● **ОТРЫВОК ТЕКСТА**:
= = = =

Вскоре в сопровождении нескольких конвоиров прибежал командир взвода. За плечами у них были вещевые мешки, на груди болтались автоматы, которые мы называли мандолинами. Командир взвода, имевший при себе обычно лишь пистолет, на этот раз был вооружен автоматом. Видимо, все они снарядились для похода в тайгу. Командир взвода со злостью допросил Токарева, приказал ему ужесточить дисциплину. Затем все пятеро скрылись в тайге. Тут кто-то тихо произнес: «А ведь он перед побегом говорил, что если что, пропитание на месяц они себе найдут».
…При попытке к бегству.
После обеда контроль за работой был усилен. Токарев выглядел настолько удрученным, что невольно вызывал жалость. За все время он не проронил ни слова, ведь теперь его демобилизация, наверняка откладывалась на неопределенный срок.
Когда мы вернулись в лагерь, все были в подавленном состоянии. Советские служащие и военные с озабоченным видом сновали туда-сюда, у всех было плохое настроение. Ночь выдалась на редкость светлой, в воздухе стоял густой аромат смолы. Невольно нахлынули мысли о том, когда же, наконец, мы вернемся на родину. Наверное, у каждого дневное происшествие обострило чувства беспокойства и страха. Несмотря на усталость, мне в ту ночь долго не спалось. Я вышел на улицу. Небо было усыпано звездами. Они так ярко сверкали, что, казалось, вот-вот упадут. Звезды словно говорили: в этом мире не произошло никаких изменений.
Отмучился.

= = = =

● **ПРЕДСТАВЛЕННЫЕ ДАННЫЕ**:
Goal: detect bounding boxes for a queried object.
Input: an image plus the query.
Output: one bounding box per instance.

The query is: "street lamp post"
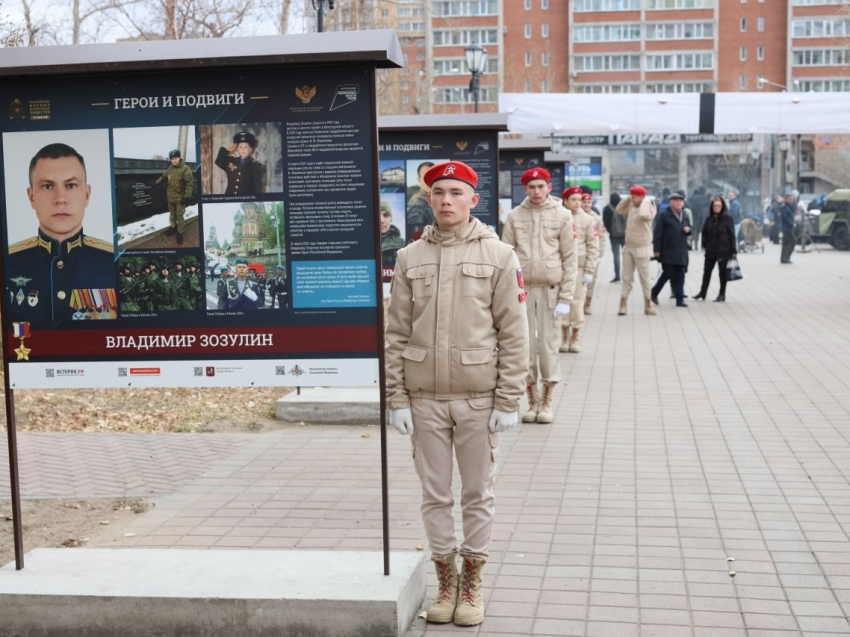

= = = =

● **ЧТО НУЖНО СДЕЛАТЬ**:
Пожалуйста, перепечатайте отрывок о побеге в тайгу от слов «После обеда контроль» до слов «произошло никаких изменений.» включительно. Работайте только с отрывком.

● **РЕЗУЛЬТАТ ВЫПОЛНЕНИЯ**:
После обеда контроль за работой был усилен. Токарев выглядел настолько удрученным, что невольно вызывал жалость. За все время он не проронил ни слова, ведь теперь его демобилизация, наверняка откладывалась на неопределенный срок.
Когда мы вернулись в лагерь, все были в подавленном состоянии. Советские служащие и военные с озабоченным видом сновали туда-сюда, у всех было плохое настроение. Ночь выдалась на редкость светлой, в воздухе стоял густой аромат смолы. Невольно нахлынули мысли о том, когда же, наконец, мы вернемся на родину. Наверное, у каждого дневное происшествие обострило чувства беспокойства и страха. Несмотря на усталость, мне в ту ночь долго не спалось. Я вышел на улицу. Небо было усыпано звездами. Они так ярко сверкали, что, казалось, вот-вот упадут. Звезды словно говорили: в этом мире не произошло никаких изменений.